◆ AIM: Convert the data below into a numbered list, starting at its first line and ending with the line that contains "<point>579,90</point>". Leave out any blank lines.

____________

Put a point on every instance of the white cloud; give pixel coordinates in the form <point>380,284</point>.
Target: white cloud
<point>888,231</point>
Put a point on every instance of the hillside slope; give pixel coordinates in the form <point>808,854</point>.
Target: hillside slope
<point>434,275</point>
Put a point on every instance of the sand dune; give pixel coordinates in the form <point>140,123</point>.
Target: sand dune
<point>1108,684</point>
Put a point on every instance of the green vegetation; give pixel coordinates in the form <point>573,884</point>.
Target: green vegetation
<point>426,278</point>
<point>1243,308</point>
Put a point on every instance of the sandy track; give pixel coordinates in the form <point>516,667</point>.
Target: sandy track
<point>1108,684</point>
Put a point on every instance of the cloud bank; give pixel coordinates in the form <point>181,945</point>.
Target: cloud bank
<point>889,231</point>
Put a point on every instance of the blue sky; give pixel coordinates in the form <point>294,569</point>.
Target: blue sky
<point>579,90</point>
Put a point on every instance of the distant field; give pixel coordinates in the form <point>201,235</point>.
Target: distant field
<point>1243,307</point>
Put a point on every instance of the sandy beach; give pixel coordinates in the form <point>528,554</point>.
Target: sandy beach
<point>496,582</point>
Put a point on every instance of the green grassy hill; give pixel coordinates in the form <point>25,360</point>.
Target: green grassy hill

____________

◆ TASK ANSWER:
1. Put a point on every instance of the white cloud; give pixel coordinates in the form <point>380,284</point>.
2. Target: white cloud
3. <point>888,231</point>
4. Put a point on every instance of the hillside slope; give pixel coordinates in the form <point>808,854</point>.
5. Target: hillside slope
6. <point>434,275</point>
7. Put a point on every instance of the sand dune; give pixel coordinates in the form <point>140,123</point>.
8. Target: sand dune
9. <point>1108,684</point>
10. Put a point on every instance of the green vegetation; give pixel coordinates in the form <point>573,884</point>.
11. Target: green vegetation
12. <point>426,278</point>
13. <point>1243,308</point>
14. Put a point on every instance of the sandy track; give pixel coordinates in the form <point>516,667</point>.
15. Target: sandy track
16. <point>1108,684</point>
17. Put a point on every instance of the cloud bank; give pixel coordinates in the form <point>181,945</point>.
18. Target: cloud bank
19. <point>889,231</point>
20. Put a point on every instance of the blue sky; give pixel coordinates in the form <point>294,569</point>.
21. Target: blue sky
22. <point>579,90</point>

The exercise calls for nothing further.